**Short task**
Please give only the part of the records that opens with the line containing "curved roof pole?" and closes with the line containing "[139,144,450,168]", replacing "in which part of the scene" with "where in the scene" and leaving everything else unchanged.
____ Input
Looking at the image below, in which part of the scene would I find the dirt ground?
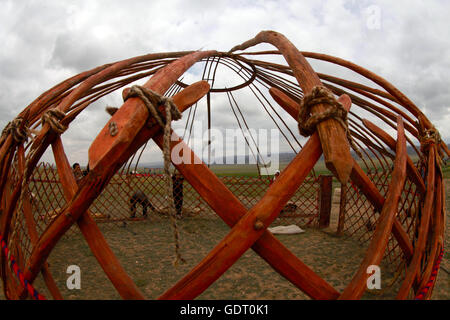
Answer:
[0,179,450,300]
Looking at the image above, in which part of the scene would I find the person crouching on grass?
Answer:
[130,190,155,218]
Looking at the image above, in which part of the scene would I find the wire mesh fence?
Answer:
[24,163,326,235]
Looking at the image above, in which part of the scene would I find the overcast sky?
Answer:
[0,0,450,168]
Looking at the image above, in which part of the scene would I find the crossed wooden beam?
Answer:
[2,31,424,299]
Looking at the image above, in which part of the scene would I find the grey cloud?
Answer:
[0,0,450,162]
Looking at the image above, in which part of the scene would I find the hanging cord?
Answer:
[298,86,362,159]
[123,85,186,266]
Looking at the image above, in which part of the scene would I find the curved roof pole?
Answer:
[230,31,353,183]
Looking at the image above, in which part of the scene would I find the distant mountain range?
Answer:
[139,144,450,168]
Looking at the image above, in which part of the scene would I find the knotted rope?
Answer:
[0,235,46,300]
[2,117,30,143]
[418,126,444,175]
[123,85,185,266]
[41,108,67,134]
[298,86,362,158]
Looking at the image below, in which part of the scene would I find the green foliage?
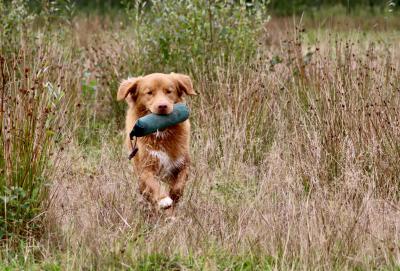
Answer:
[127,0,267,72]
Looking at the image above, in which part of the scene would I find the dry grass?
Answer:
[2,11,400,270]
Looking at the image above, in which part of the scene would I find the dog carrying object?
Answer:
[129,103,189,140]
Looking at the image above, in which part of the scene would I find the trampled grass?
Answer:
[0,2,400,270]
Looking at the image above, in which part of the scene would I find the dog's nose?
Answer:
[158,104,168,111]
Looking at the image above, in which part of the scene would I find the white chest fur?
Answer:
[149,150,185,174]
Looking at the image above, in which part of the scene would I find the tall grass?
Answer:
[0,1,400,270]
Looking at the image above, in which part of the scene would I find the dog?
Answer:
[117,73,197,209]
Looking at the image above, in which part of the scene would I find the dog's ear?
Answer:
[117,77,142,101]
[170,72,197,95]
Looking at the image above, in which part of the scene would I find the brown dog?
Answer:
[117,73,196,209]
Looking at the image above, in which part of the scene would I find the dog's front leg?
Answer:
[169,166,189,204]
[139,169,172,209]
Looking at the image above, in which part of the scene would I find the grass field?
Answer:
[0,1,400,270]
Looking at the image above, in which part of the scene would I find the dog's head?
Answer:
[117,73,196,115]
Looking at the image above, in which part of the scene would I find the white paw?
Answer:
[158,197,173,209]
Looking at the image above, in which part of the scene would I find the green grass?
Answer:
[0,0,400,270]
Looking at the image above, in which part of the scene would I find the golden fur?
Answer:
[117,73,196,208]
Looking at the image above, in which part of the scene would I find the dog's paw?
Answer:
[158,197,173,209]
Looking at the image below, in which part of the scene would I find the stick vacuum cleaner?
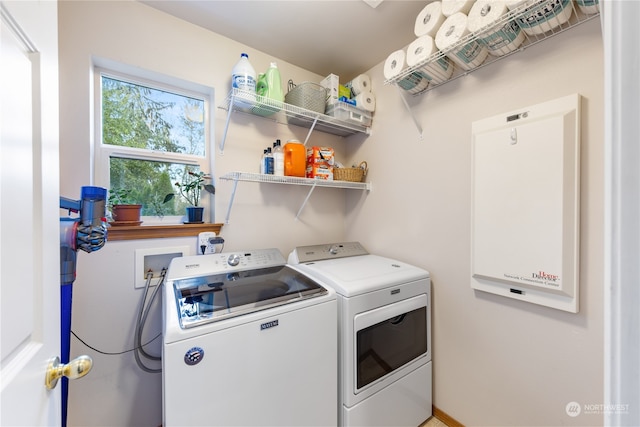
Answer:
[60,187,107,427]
________
____ Input
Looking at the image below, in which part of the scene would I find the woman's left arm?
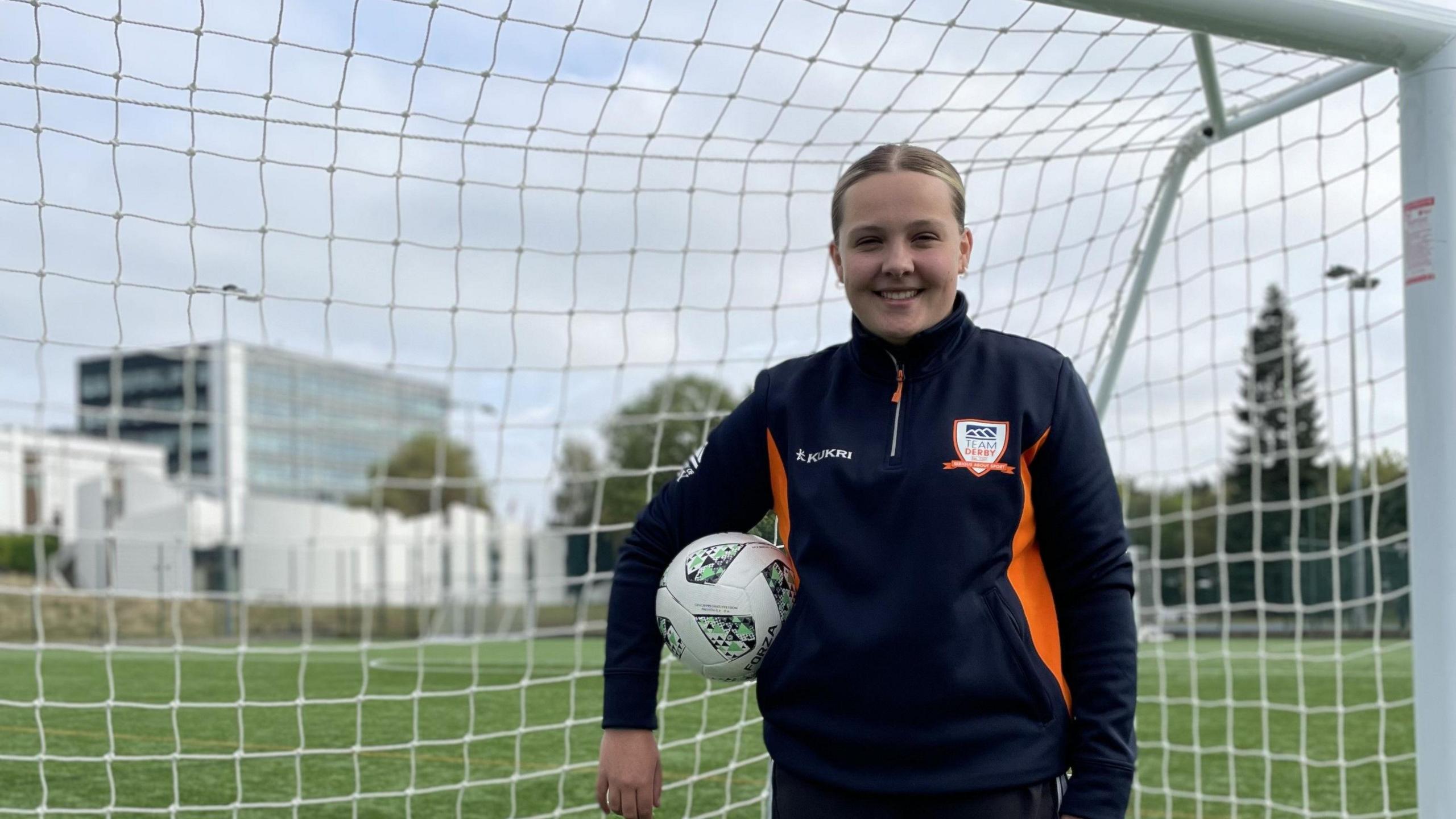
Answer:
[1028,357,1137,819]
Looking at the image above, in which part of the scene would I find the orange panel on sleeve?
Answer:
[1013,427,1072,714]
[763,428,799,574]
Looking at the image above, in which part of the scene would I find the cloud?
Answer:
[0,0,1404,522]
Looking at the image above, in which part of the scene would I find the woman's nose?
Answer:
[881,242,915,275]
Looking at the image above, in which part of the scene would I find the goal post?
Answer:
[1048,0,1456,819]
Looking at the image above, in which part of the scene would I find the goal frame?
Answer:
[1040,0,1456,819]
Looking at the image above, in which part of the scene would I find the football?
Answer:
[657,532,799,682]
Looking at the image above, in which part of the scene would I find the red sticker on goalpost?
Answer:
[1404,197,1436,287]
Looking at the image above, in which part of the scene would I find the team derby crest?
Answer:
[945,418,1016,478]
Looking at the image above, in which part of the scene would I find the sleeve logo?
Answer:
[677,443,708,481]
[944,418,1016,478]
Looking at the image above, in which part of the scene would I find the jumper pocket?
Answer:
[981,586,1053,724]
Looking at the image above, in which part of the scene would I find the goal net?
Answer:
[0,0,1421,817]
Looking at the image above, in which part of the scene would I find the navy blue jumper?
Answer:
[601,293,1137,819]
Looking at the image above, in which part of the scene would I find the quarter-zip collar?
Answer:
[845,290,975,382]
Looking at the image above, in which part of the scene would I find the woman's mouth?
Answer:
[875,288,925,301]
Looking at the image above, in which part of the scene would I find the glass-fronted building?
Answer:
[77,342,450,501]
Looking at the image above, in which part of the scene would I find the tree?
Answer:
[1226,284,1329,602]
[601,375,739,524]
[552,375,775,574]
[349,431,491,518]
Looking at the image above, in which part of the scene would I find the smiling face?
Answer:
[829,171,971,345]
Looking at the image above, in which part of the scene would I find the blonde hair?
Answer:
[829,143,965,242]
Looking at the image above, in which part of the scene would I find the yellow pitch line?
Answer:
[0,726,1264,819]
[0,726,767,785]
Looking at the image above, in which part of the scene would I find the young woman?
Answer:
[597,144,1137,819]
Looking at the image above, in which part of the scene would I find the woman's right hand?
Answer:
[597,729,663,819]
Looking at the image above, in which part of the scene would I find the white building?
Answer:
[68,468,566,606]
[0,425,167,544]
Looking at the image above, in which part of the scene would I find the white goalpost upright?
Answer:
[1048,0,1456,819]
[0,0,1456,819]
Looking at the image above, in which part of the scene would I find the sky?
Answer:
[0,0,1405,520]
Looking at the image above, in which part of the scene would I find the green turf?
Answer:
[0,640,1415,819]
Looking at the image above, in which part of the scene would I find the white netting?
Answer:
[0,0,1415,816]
________
**Worked answer**
Looking at the image above, where in the scene would I find the curved roof pole?
Answer:
[230,31,353,183]
Looking at the image above, where in the scene would I find the distant mountain range?
Answer:
[139,144,450,168]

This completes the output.